# SHORT TASK
Collect every line of the material below that contains the string "water", matching case exactly.

# SOURCE MATERIAL
------------------------

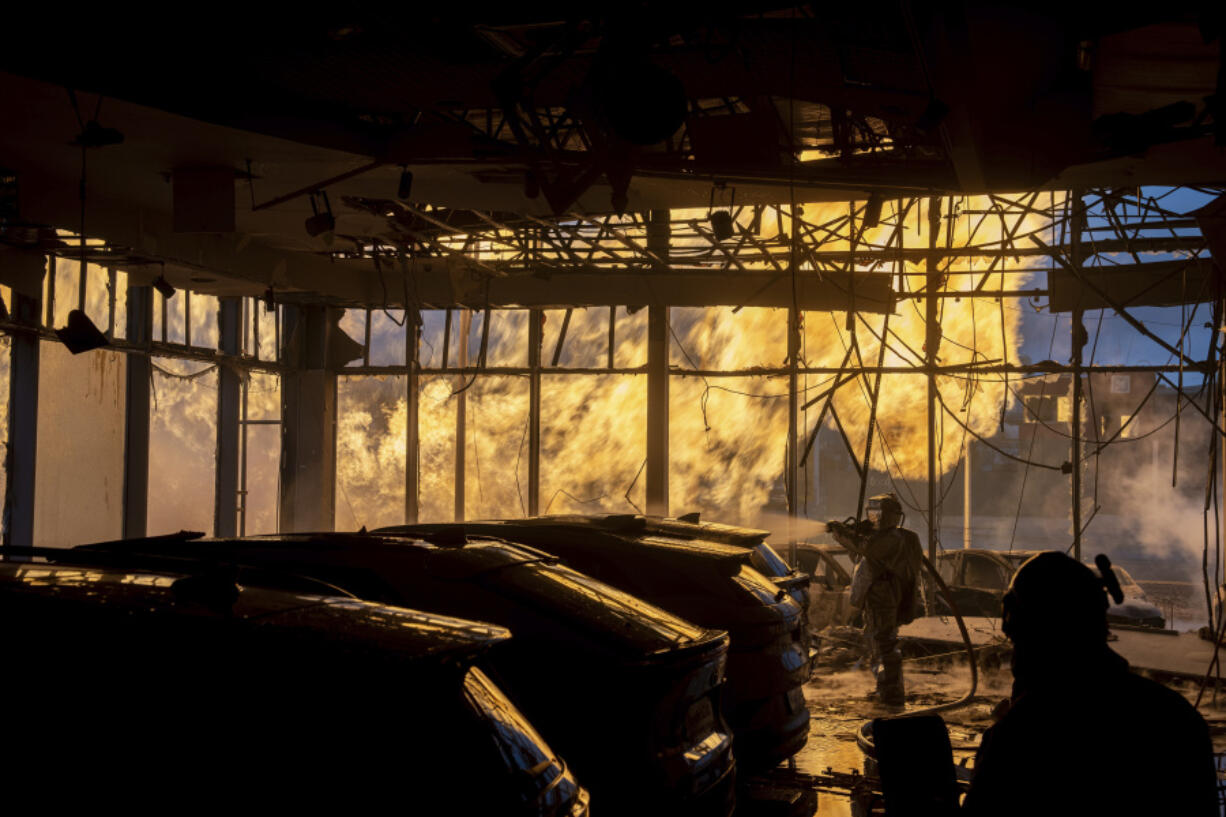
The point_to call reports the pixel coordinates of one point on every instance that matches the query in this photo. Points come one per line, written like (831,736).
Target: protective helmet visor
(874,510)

------------------------

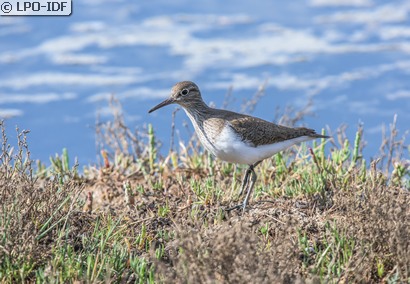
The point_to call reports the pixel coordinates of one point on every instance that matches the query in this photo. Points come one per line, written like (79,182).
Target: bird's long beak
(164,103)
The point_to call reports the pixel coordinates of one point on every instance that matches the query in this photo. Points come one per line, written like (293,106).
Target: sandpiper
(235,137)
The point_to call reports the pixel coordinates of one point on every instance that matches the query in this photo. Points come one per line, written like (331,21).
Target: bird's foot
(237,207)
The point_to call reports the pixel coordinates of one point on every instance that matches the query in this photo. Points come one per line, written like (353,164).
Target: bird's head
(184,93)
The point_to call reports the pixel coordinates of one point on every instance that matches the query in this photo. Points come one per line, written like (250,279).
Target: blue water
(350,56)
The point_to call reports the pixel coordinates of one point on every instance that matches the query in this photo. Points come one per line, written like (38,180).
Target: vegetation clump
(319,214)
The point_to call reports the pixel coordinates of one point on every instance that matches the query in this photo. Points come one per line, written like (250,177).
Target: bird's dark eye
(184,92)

------------------------

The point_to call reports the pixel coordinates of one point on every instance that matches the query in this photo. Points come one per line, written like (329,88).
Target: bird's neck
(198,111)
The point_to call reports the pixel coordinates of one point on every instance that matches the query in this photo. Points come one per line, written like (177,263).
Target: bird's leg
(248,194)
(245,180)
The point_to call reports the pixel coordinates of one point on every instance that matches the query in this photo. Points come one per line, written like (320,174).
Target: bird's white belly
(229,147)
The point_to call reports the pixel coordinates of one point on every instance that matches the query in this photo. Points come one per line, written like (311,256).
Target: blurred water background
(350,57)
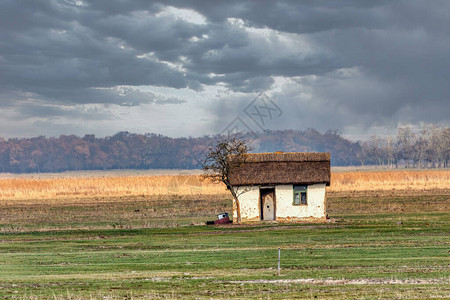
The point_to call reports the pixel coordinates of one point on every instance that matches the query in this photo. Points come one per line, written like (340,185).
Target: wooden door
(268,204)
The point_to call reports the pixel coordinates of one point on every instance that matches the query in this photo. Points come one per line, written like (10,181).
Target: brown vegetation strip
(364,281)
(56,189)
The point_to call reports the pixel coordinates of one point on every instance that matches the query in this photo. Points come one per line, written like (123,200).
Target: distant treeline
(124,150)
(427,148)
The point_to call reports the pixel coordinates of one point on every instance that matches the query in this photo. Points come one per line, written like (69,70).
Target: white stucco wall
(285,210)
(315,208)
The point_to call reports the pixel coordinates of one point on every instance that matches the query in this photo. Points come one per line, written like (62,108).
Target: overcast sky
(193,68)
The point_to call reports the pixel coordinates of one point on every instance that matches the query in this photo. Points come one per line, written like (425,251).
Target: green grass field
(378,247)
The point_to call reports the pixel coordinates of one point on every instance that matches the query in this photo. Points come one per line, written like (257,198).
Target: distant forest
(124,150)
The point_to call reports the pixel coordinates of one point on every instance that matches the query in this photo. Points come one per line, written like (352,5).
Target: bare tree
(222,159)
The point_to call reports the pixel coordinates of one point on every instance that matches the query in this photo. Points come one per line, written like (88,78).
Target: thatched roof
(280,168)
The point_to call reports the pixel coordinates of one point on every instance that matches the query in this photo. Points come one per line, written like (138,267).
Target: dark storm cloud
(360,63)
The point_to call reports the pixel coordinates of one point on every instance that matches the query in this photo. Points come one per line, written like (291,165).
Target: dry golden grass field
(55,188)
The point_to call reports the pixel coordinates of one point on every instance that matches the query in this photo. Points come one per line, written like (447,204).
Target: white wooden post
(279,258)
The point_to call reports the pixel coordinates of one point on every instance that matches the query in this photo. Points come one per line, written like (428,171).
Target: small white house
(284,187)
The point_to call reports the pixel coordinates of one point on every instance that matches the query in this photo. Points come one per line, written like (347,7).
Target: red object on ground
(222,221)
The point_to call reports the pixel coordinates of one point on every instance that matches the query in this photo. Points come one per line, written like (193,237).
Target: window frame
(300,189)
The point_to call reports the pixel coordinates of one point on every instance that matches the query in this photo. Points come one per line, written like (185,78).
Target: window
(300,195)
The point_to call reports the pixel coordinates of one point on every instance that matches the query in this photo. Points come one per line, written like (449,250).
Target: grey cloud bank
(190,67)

------------------------

# FINISHED EXERCISE
Target: blue water
Target: blurred water background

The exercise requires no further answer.